**TEXT**.
####################
What does it mean to be in septic shock? Sepsis is when the body’s response to a serious infection gets out of control. As the illness progresses, the cells of the immune system release a cascade of chemicals that eventually cause massive inflammation and can lead to organ malfunction, shock (“septic shock”), and death. The death rate from sepsis can range from 25%50%.

Generally, infections of the lungs (like pneumonia), urinary tract, abdomen, and skin are more likely to cause sepsis, and certain bacteria are the most common culprits.
Who is most likely to develop sepsis?

Some people are more likely to develop sepsis: those older than 65, infants younger than one year, and anyone with a weakened immune system are all particularly susceptible. The immune system can be weakened by certain medications, such as steroids, chemotherapy, or drugs to prevent transplant organ rejection; many chronic diseases such as diabetes, heart failure, and kidney failure hinder the immune system as well. This makes it easier for germs to multiply, and infections can quickly become overwhelming,

In the case of our patient above, she had a lung infection with a strain of bacteria called pneumococcus, which commonly causes pneumonia. She also had a weakened immune system due to diabetes, and she had declined the pneumonia vaccine. These factors made her very vulnerable to sepsis, and she should have been admitted to the hospital from the clinic for more aggressive treatment and closer monitoring, rather than sent home.
####################
**PROVIDED DATA**.
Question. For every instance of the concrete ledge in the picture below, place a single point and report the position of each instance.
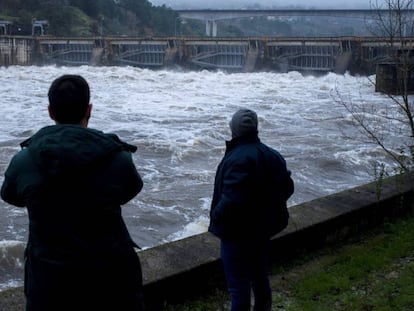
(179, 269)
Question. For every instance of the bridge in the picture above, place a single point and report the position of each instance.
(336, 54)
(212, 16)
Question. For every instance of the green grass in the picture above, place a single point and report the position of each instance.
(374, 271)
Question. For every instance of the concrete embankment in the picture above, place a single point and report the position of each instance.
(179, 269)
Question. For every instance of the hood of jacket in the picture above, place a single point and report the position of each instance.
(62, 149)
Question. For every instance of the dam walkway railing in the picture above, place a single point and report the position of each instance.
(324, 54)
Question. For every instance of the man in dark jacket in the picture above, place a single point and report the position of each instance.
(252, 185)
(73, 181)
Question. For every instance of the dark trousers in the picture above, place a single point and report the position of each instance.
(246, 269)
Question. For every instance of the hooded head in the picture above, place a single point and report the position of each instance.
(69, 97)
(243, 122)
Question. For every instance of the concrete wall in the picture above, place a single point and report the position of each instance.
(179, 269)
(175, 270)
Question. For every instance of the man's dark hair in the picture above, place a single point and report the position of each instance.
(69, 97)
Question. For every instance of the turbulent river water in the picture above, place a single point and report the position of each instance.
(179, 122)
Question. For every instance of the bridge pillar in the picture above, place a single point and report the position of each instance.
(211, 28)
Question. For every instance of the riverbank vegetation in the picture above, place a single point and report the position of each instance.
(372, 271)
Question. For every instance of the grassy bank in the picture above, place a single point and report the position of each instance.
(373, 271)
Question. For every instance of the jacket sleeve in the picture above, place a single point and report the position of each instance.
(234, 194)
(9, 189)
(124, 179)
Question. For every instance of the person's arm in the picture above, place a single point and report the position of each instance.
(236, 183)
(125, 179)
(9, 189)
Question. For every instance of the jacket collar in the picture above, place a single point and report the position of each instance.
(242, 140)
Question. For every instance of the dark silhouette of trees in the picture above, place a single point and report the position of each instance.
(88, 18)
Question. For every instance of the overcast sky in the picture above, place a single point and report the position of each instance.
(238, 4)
####################
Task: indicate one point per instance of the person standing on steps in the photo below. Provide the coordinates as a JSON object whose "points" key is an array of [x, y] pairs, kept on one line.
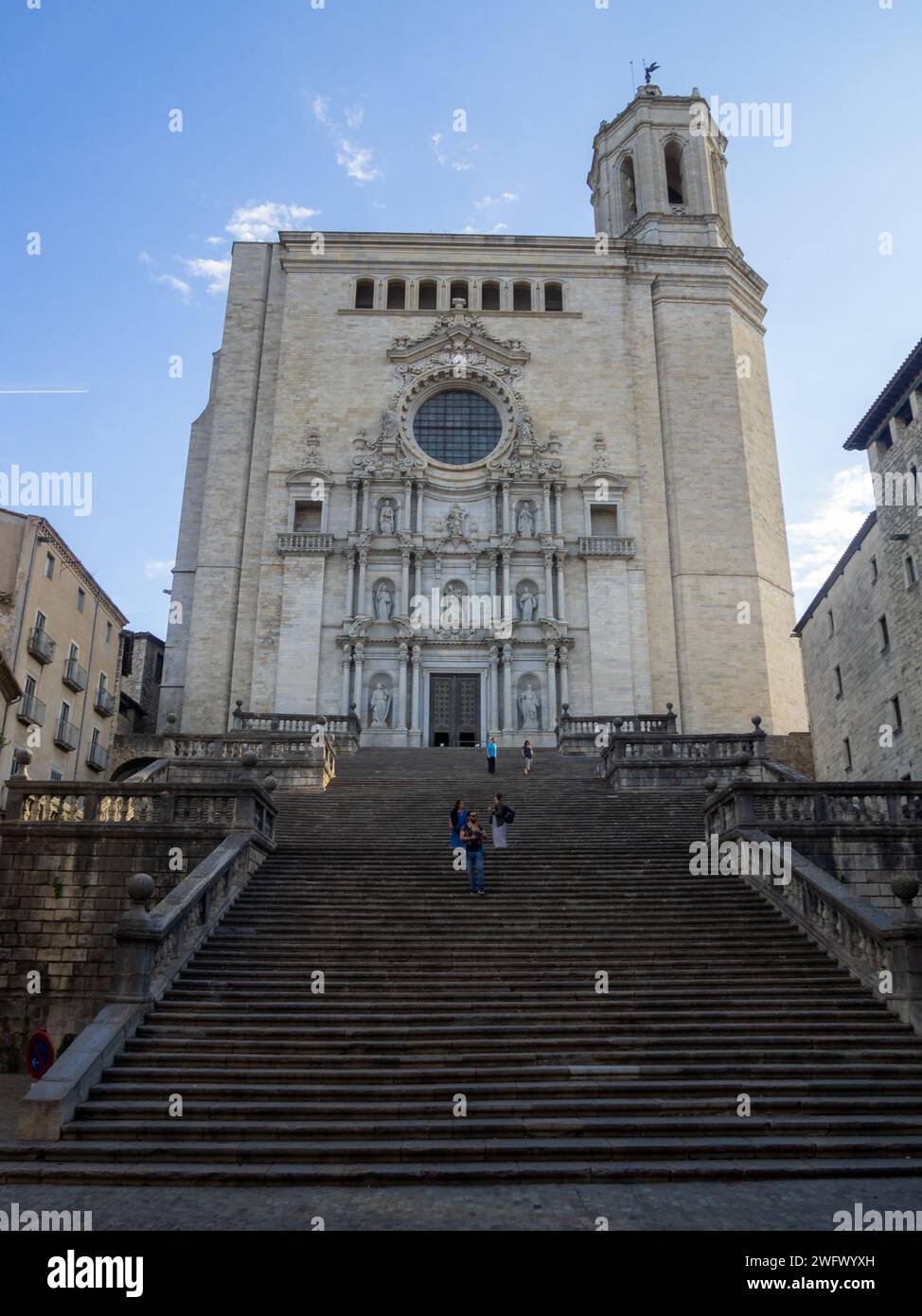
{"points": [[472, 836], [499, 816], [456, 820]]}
####################
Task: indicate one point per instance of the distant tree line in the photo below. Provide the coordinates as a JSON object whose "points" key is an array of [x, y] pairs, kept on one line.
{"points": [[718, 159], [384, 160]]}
####################
**WORK TO COMPLETE**.
#1 Repeat the part of the sepsis text starting with "In the case" and going on through "than sent home.".
#2 According to the sepsis text, which medications can weaken the immune system?
#3 Pick up the sepsis text after its last sentence and continue it.

**RESPONSE LIST**.
#1
In the case of our patient above, she had a lung infection with a strain of bacteria called pneumococcus, which commonly causes pneumonia. She also had a weakened immune system due to diabetes, and she had declined the pneumonia vaccine. These factors made her very vulnerable to sepsis, and she should have been admitted to the hospital from the clinic for more aggressive treatment and closer monitoring, rather than sent home.

#2 Steroids, chemotherapy, and drugs to prevent transplant organ rejection.

#3
Since this case almost two decades ago, I have seen multiple patients who developed sepsis. Each case is very different, but they are all pretty much seared into my memory. (And, for the record, no one under my immediate care has died.) Sepsis is an emergency. People with infections or even early sepsis often first seek the help of their primary care doctors, so I am very interested in preventing it when possible, and recognizing it quickly when it does happen.
Early recognition and treatment of sepsis are critical

The Centers for Disease Control and Prevention recently published an analysis of several hundred cases of septic shock, from 2012 to 2015. The CDC partnered with the New York State Department of Health and Emerging Infections Program to examine the records of 246 adults and 79 children diagnosed with sepsis to see what factors contributed, and how it could have been prevented.

One huge factor is whether people had been properly vaccinated, and specifically whether they had gotten a pneumonia vaccine. The CDC authors state: “pneumonia is the most common infection causing sepsis, and vaccination is an important and highly effective prevention strategy.” Appropriate vaccination can prevent the worst infections from starting in the first place.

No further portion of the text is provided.